§ Exercise brief
Convert the records below into a numbered list, one item per line, omitting any blank lines. Leave the picture out of your answer.

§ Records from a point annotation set
<<<<
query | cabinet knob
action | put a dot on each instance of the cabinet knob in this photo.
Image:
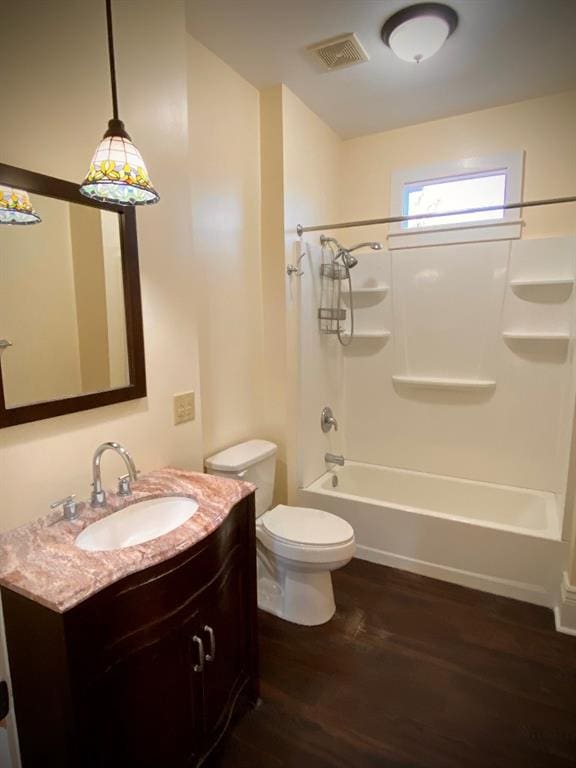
(212, 654)
(201, 654)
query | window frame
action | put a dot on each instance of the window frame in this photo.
(508, 227)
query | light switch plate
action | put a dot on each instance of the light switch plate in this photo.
(184, 407)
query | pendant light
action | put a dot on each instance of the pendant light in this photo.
(16, 208)
(117, 172)
(419, 31)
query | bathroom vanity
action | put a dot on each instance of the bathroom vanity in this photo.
(148, 670)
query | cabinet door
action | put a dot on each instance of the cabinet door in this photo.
(149, 717)
(225, 630)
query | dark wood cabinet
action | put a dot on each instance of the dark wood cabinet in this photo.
(147, 672)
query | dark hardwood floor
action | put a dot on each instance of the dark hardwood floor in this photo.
(411, 672)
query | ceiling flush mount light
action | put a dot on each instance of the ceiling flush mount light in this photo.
(117, 172)
(16, 208)
(419, 31)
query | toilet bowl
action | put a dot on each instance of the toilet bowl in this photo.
(297, 547)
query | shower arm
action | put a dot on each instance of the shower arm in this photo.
(418, 217)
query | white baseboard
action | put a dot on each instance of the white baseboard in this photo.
(528, 593)
(565, 609)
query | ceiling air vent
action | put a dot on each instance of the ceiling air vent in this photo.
(340, 52)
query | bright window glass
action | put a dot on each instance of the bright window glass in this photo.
(452, 194)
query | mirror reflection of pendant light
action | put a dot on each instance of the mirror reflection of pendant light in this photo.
(419, 31)
(117, 172)
(16, 208)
>>>>
§ Exercise output
1. query | cabinet knob
2. action | put a dot on each instance of the cabinet knob in this photo.
3. Image:
4. (212, 654)
5. (201, 654)
6. query | window frame
7. action | put a dot on each instance of the window frame in this photo.
8. (508, 227)
9. query | light switch plate
10. action | put a dot on each instance of the light switch plate in this photo.
11. (184, 407)
12. query | pendant light
13. action | put a dot on each instance of the pendant light in this photo.
14. (16, 208)
15. (117, 172)
16. (419, 31)
17. query | bathroom vanity
18. action | put a dot on each instance of the bathroom vanity in this photo.
19. (148, 670)
20. query | cabinet door
21. action | put a dot on each instance of the cabinet door in this photo.
22. (149, 717)
23. (225, 630)
24. query | dark wood cabinet
25. action | put a dot on each instance of the dark wood cabinet in this photo.
26. (147, 672)
27. query | dark hardwood floor
28. action | put a dot on each instance of the dark hardwood floor in this photo.
29. (411, 672)
30. query | ceiling flush mount light
31. action | put a dot on each instance of the ceiling flush mount light in this photo.
32. (117, 172)
33. (16, 208)
34. (419, 31)
35. query | toilet bowl
36. action | put a dot on each instance of the toilet bowl in this photo.
37. (297, 547)
38. query | shower arm
39. action | put a dot on each instance of the shower arm in this photo.
40. (418, 217)
41. query | white baseboard
42. action | put a dot on each instance of the white baseboard in this photo.
43. (528, 593)
44. (565, 609)
45. query | ceiling air vent
46. action | put a dot on each instance of the ceiling air vent in this photo.
47. (340, 52)
48. query | bright window glass
49. action | put a dot on each instance of the bright window glass in this photo.
50. (452, 194)
51. query | mirror reflection of pendant light
52. action | put a dot on each instance of the mirror reflection of pendant light in this photo.
53. (419, 31)
54. (117, 172)
55. (16, 208)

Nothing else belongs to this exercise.